>> start EXCERPT PROVIDED
Make Total WWOOF

By Bryn Roshong

Spring is coming – for some it’s the beginning of another growing season, and for others it's time to pack a bag and hit the road for a couple months. For many, it’s time to combine the two.

Willing Workers on Organic Farms, or Worldwide Opportunities on Organic Farms (WWOOF), is an international network of organic or ecologically sound farms that offer room and board in exchange for volunteer farm labor. WWOOF, more than any other work- or volunteer-while-you-travel tourism program, is closely in line with common anarchist principles of autonomy, decentralization and mutual aid. The decentralized nature of the WWOOF network allows for direct WWOOFer-to-host contact without a cumbersome or profit-seeking bureaucracy built up around it. The fees to participate are relatively low and maintain the WWOOF communication infrastructure.

The character of each farm runs the gamut, with something to excite (or repulse) every practical skill seeker and lifestyle explorer. The WWOOF network is a boon to many of the farms that use it, too, because they are frequently small and low-budget, and only with low-cost helping hands can they be viable and productive.
>> end EXCERPT PROVIDED
EXERCISE OBJECTIVE: Retype the article on WWOOF in full, word for word.
>> start PROVIDED RECORDS
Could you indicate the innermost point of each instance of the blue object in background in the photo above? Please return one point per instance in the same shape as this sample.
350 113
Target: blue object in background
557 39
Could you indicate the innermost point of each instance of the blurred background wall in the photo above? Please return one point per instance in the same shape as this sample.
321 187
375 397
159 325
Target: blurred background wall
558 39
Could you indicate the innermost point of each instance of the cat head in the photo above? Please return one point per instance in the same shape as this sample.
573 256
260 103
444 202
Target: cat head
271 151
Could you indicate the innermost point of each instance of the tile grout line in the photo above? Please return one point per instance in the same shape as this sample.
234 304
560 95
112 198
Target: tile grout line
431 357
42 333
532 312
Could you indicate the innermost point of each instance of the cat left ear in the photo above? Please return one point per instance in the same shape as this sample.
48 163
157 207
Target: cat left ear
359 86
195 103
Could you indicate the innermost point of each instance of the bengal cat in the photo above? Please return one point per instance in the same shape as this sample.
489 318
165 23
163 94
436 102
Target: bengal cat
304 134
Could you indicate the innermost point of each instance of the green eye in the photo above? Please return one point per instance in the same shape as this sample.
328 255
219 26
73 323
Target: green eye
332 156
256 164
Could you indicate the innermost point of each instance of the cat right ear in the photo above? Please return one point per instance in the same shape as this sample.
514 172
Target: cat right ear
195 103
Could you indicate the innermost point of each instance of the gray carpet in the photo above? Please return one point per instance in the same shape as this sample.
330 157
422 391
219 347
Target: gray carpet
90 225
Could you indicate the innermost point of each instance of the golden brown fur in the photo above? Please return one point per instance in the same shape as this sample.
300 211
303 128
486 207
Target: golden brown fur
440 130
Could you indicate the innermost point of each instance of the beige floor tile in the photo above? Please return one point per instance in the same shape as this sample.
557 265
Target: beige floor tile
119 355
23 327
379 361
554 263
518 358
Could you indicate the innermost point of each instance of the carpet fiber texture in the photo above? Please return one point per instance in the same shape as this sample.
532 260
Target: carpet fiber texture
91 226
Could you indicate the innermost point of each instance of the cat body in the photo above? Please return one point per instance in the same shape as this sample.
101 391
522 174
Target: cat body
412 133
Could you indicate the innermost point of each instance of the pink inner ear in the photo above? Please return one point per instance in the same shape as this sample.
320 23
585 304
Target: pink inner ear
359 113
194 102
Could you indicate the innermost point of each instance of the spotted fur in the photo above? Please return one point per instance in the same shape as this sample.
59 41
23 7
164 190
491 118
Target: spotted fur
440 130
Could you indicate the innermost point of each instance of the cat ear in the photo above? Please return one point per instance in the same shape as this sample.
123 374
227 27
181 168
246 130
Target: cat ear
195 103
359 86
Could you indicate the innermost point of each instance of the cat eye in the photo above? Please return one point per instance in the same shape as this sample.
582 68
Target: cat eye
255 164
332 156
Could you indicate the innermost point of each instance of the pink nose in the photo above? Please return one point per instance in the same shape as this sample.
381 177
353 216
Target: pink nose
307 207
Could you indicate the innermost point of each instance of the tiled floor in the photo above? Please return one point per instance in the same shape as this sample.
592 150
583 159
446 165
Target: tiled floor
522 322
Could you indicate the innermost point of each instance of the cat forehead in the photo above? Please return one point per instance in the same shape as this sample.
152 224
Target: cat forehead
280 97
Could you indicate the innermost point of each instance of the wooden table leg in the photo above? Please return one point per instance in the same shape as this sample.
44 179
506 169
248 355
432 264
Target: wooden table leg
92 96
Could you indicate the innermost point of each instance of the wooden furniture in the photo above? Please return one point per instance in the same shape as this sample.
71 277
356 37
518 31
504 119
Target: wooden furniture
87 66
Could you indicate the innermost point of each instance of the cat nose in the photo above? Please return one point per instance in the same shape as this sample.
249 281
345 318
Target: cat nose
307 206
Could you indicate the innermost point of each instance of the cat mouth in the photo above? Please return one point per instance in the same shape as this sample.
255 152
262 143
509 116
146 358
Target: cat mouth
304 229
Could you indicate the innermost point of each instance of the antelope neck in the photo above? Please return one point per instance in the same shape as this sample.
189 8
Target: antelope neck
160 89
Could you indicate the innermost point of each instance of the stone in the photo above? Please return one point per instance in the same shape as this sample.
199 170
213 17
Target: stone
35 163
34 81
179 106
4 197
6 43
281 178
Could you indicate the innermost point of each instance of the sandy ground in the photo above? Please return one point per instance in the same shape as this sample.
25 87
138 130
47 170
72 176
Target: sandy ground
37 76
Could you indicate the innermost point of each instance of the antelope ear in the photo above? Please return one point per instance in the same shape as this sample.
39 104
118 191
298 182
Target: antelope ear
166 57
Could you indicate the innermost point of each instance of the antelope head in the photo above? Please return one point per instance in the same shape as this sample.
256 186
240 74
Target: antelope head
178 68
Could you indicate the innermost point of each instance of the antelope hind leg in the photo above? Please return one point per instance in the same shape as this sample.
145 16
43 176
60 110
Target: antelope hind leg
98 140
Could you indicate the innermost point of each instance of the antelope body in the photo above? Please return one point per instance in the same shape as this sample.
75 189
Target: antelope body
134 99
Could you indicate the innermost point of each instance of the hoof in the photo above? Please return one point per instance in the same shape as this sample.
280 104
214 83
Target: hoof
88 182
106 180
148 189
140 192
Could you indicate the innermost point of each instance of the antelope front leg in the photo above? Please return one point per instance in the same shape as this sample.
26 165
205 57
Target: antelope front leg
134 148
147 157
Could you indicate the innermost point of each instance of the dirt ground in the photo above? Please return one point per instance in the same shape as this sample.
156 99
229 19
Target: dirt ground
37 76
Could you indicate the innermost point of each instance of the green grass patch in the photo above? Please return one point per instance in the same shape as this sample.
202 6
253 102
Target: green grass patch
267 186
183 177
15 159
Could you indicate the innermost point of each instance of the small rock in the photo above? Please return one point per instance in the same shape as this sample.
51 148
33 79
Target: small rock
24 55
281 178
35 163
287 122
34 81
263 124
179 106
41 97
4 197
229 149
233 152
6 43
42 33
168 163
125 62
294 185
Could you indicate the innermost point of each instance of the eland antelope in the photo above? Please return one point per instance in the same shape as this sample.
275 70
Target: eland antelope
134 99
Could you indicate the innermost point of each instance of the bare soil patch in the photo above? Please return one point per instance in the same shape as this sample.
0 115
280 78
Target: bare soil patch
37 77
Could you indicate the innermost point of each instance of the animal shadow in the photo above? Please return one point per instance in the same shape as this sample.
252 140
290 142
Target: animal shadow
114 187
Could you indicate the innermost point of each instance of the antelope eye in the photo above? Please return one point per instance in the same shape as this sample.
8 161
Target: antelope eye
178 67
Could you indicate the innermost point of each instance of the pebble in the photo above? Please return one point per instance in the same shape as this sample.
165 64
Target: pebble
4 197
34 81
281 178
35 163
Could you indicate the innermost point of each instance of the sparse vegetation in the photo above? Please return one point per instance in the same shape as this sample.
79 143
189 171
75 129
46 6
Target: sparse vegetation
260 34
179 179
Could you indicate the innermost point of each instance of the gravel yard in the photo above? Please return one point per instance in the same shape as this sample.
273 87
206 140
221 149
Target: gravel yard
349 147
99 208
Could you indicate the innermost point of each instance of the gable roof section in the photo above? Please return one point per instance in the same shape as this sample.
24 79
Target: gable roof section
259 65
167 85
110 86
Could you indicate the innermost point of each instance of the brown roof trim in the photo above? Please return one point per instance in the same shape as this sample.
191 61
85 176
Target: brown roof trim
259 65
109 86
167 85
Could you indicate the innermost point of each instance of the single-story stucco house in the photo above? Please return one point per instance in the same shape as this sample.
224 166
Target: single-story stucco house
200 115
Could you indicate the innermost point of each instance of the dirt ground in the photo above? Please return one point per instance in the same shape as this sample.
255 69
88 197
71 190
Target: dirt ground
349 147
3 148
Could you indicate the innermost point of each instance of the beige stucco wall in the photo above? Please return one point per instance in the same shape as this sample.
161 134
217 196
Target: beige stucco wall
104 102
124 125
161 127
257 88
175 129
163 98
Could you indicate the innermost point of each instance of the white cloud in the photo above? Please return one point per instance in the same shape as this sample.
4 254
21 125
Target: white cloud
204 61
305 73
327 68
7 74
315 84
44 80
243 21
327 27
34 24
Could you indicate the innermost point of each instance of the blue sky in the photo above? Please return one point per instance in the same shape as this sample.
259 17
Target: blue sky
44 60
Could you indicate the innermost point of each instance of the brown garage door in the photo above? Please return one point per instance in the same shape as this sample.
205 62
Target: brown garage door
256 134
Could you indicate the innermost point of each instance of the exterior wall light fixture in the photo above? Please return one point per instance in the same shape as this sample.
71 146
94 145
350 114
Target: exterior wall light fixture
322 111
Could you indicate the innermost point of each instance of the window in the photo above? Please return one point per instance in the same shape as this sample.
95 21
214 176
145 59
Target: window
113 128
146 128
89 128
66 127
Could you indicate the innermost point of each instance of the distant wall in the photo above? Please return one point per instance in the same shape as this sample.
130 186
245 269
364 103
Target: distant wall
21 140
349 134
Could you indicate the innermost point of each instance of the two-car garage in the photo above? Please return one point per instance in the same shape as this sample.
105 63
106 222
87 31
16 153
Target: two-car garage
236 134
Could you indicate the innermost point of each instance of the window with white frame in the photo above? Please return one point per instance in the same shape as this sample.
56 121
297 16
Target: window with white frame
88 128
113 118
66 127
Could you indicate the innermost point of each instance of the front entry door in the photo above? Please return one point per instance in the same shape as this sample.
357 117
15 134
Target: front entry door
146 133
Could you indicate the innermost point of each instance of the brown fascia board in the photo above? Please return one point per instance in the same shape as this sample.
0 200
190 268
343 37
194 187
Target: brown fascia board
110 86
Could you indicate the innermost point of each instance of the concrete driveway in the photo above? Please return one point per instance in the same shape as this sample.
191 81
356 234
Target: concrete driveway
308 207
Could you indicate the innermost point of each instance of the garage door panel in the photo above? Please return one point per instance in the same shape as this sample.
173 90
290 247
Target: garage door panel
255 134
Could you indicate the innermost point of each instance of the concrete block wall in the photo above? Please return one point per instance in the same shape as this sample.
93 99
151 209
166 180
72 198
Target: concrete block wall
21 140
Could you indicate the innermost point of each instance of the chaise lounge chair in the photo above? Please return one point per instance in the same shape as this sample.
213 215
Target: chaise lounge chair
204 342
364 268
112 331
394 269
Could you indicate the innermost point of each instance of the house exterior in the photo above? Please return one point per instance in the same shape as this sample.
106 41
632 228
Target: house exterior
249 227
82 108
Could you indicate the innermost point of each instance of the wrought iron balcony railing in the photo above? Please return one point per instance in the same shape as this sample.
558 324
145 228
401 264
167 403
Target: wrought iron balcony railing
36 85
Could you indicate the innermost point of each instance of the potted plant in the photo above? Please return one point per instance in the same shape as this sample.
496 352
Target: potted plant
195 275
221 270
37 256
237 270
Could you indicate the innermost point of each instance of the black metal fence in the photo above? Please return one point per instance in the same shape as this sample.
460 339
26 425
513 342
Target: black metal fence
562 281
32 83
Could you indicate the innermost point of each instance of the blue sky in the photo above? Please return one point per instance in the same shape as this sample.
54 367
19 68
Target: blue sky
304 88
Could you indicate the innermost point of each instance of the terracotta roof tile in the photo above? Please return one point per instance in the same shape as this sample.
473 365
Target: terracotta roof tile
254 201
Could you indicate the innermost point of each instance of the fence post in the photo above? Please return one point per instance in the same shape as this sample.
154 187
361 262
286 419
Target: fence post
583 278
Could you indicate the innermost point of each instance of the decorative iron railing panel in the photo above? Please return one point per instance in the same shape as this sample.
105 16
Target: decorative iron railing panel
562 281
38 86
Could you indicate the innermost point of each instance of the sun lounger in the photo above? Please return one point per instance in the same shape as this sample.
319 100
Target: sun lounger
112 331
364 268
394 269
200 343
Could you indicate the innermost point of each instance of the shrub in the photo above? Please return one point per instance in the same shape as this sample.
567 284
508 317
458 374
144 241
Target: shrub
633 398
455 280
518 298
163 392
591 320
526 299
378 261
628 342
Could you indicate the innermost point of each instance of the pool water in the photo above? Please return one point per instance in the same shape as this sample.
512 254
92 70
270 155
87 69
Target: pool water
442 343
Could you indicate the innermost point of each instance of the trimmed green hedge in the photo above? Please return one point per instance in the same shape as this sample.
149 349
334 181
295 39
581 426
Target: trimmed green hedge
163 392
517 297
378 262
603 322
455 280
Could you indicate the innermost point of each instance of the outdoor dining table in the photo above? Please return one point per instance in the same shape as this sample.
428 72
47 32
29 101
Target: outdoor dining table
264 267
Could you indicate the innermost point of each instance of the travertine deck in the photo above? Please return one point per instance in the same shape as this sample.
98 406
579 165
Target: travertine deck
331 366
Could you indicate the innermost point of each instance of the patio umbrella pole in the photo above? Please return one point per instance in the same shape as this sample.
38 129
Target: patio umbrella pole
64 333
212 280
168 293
>> end PROVIDED RECORDS
EXERCISE OUTPUT:
Make Total WWOOF

By Bryn Roshong

Spring is coming – for some it’s the beginning of another growing season, and for others it's time to pack a bag and hit the road for a couple months. For many, it’s time to combine the two.

Willing Workers on Organic Farms, or Worldwide Opportunities on Organic Farms (WWOOF), is an international network of organic or ecologically sound farms that offer room and board in exchange for volunteer farm labor. WWOOF, more than any other work- or volunteer-while-you-travel tourism program, is closely in line with common anarchist principles of autonomy, decentralization and mutual aid. The decentralized nature of the WWOOF network allows for direct WWOOFer-to-host contact without a cumbersome or profit-seeking bureaucracy built up around it. The fees to participate are relatively low and maintain the WWOOF communication infrastructure.

The character of each farm runs the gamut, with something to excite (or repulse) every practical skill seeker and lifestyle explorer. The WWOOF network is a boon to many of the farms that use it, too, because they are frequently small and low-budget, and only with low-cost helping hands can they be viable and productive.